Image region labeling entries
───
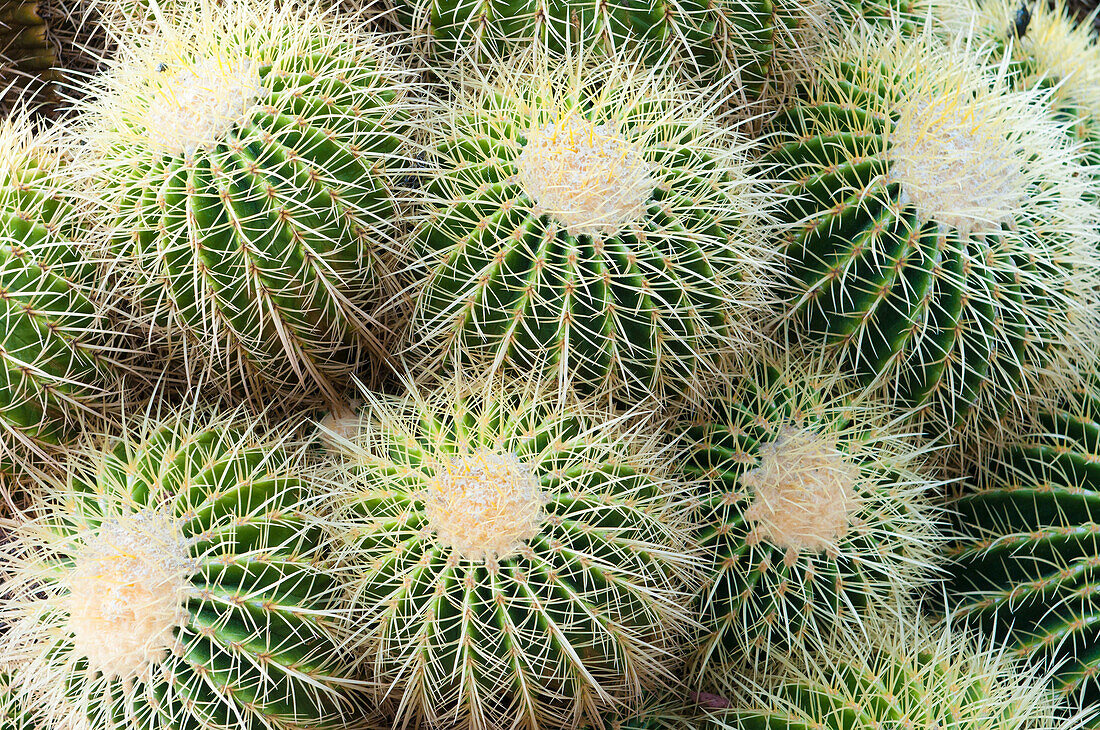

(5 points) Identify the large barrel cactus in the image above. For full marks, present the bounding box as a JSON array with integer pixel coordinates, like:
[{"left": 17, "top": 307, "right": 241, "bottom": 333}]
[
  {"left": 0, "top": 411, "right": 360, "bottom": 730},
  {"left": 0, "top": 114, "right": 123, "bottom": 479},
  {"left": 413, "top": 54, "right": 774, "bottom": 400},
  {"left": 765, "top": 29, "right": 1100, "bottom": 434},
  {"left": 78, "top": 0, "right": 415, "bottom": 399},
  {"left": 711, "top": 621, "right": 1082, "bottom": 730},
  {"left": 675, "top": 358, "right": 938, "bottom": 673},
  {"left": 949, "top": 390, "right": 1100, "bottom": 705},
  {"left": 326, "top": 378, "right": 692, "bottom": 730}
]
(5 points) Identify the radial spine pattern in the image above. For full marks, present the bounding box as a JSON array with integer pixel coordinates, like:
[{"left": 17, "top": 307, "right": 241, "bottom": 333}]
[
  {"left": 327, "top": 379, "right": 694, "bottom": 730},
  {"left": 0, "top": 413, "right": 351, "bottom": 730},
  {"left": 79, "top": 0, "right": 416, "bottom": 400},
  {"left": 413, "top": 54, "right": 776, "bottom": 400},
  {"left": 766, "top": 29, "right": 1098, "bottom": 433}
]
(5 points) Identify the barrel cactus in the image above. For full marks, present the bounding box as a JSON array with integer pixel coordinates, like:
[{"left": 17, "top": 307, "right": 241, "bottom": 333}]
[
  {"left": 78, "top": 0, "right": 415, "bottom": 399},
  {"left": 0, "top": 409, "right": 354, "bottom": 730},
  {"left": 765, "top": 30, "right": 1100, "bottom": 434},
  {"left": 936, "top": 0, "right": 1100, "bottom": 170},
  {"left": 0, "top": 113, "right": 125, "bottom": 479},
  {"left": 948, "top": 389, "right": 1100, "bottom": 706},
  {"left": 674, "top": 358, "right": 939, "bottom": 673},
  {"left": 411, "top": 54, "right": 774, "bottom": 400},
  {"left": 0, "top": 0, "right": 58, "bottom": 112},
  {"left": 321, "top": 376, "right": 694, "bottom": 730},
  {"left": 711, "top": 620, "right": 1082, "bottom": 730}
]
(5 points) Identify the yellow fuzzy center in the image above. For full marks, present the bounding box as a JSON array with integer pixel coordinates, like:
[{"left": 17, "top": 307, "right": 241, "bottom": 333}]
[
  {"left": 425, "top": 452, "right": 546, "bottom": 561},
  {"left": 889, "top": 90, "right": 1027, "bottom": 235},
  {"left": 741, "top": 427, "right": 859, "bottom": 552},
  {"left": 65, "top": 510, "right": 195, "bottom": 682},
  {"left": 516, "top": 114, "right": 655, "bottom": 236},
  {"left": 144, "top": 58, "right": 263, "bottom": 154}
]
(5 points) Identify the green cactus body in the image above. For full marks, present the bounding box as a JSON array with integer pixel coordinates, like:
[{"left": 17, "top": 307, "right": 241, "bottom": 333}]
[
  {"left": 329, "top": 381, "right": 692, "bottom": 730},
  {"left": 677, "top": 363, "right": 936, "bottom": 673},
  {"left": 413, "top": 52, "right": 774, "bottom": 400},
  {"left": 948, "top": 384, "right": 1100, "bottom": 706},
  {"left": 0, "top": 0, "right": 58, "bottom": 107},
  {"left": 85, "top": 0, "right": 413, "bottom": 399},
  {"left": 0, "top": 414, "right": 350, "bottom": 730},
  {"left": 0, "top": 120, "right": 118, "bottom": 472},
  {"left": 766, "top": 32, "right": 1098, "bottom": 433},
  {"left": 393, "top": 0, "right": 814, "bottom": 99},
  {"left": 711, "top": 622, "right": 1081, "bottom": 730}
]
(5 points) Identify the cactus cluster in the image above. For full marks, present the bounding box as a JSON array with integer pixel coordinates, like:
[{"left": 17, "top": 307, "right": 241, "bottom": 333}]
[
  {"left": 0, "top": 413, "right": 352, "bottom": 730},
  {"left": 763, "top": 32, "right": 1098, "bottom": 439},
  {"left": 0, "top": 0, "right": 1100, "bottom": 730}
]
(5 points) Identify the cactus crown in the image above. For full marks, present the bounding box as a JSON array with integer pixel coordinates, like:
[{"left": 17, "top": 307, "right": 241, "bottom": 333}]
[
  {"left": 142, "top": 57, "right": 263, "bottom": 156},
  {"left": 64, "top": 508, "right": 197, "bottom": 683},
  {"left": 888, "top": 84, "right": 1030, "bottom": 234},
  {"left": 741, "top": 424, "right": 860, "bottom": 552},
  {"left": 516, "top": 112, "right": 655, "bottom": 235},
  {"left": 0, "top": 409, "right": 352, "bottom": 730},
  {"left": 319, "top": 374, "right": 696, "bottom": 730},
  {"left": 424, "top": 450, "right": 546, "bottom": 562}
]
───
JOB
Update the data above by replacing every "For full marks" with "To receive full credit", keeping everything else unchanged. Omit the pictures from your output.

REPLY TO THE TASK
(5 points) Identify the large barrel cactus in the image above. To receive full credit, present the bounding box as a JSON array with integer pixel coordinates, like:
[{"left": 17, "top": 307, "right": 241, "bottom": 333}]
[
  {"left": 0, "top": 411, "right": 360, "bottom": 730},
  {"left": 0, "top": 114, "right": 123, "bottom": 479},
  {"left": 413, "top": 54, "right": 774, "bottom": 400},
  {"left": 765, "top": 29, "right": 1100, "bottom": 434},
  {"left": 78, "top": 0, "right": 415, "bottom": 399},
  {"left": 711, "top": 621, "right": 1082, "bottom": 730},
  {"left": 675, "top": 358, "right": 938, "bottom": 673},
  {"left": 949, "top": 390, "right": 1100, "bottom": 705},
  {"left": 326, "top": 378, "right": 692, "bottom": 730}
]
(5 points) Identify the radial spine pattern in the image above. To receive full credit, present the bounding box as a JSON array with integer pixel coordinates, like:
[{"left": 17, "top": 307, "right": 241, "bottom": 333}]
[
  {"left": 327, "top": 379, "right": 694, "bottom": 730},
  {"left": 0, "top": 413, "right": 351, "bottom": 730},
  {"left": 79, "top": 0, "right": 416, "bottom": 400},
  {"left": 413, "top": 54, "right": 776, "bottom": 400},
  {"left": 766, "top": 29, "right": 1098, "bottom": 433}
]
(5 points) Identify the barrel cactus in the image above. To receive full credit, present the bounding box as a JSON array with integer pixel coordinates, like:
[{"left": 17, "top": 307, "right": 241, "bottom": 333}]
[
  {"left": 78, "top": 0, "right": 415, "bottom": 399},
  {"left": 0, "top": 409, "right": 354, "bottom": 730},
  {"left": 765, "top": 30, "right": 1100, "bottom": 434},
  {"left": 936, "top": 0, "right": 1100, "bottom": 170},
  {"left": 0, "top": 113, "right": 125, "bottom": 479},
  {"left": 948, "top": 389, "right": 1100, "bottom": 706},
  {"left": 674, "top": 358, "right": 939, "bottom": 673},
  {"left": 411, "top": 54, "right": 774, "bottom": 400},
  {"left": 0, "top": 0, "right": 58, "bottom": 112},
  {"left": 321, "top": 376, "right": 694, "bottom": 730},
  {"left": 711, "top": 620, "right": 1082, "bottom": 730}
]
(5 points) Identify the yellow fuzzy center in the image above. To receive full credit, present the bounding box as a JSON array with integer pixel coordinates, like:
[{"left": 17, "top": 307, "right": 241, "bottom": 333}]
[
  {"left": 425, "top": 452, "right": 546, "bottom": 561},
  {"left": 889, "top": 90, "right": 1027, "bottom": 235},
  {"left": 741, "top": 427, "right": 859, "bottom": 552},
  {"left": 65, "top": 510, "right": 195, "bottom": 682},
  {"left": 516, "top": 114, "right": 655, "bottom": 236},
  {"left": 144, "top": 58, "right": 263, "bottom": 154}
]
(5 points) Identify the green cactus body in the image above. To receive full credit, present the bounding box as a JSON array with integer pixel coordinates, like:
[{"left": 17, "top": 307, "right": 241, "bottom": 333}]
[
  {"left": 329, "top": 381, "right": 692, "bottom": 730},
  {"left": 677, "top": 363, "right": 936, "bottom": 673},
  {"left": 413, "top": 52, "right": 774, "bottom": 400},
  {"left": 948, "top": 384, "right": 1100, "bottom": 706},
  {"left": 0, "top": 0, "right": 58, "bottom": 107},
  {"left": 85, "top": 0, "right": 413, "bottom": 399},
  {"left": 0, "top": 414, "right": 350, "bottom": 730},
  {"left": 0, "top": 120, "right": 118, "bottom": 472},
  {"left": 766, "top": 32, "right": 1098, "bottom": 433},
  {"left": 393, "top": 0, "right": 814, "bottom": 99},
  {"left": 711, "top": 622, "right": 1081, "bottom": 730}
]
(5 points) Identify the cactus cluster in the image above. To receive full credit, present the bounding box as a JSON array with integer pixel coordinates, like:
[{"left": 17, "top": 307, "right": 241, "bottom": 333}]
[
  {"left": 0, "top": 413, "right": 352, "bottom": 730},
  {"left": 763, "top": 32, "right": 1098, "bottom": 439},
  {"left": 0, "top": 0, "right": 1100, "bottom": 730}
]
(5 points) Identify the cactus crown in the image above. To receive full credit, present the bounding box as a JSON array with integer pixel coordinates, like:
[{"left": 17, "top": 307, "right": 241, "bottom": 333}]
[
  {"left": 142, "top": 57, "right": 263, "bottom": 156},
  {"left": 64, "top": 508, "right": 197, "bottom": 683},
  {"left": 888, "top": 84, "right": 1030, "bottom": 234},
  {"left": 741, "top": 424, "right": 860, "bottom": 552},
  {"left": 516, "top": 112, "right": 655, "bottom": 235},
  {"left": 0, "top": 409, "right": 352, "bottom": 730},
  {"left": 319, "top": 374, "right": 696, "bottom": 730},
  {"left": 424, "top": 450, "right": 546, "bottom": 562}
]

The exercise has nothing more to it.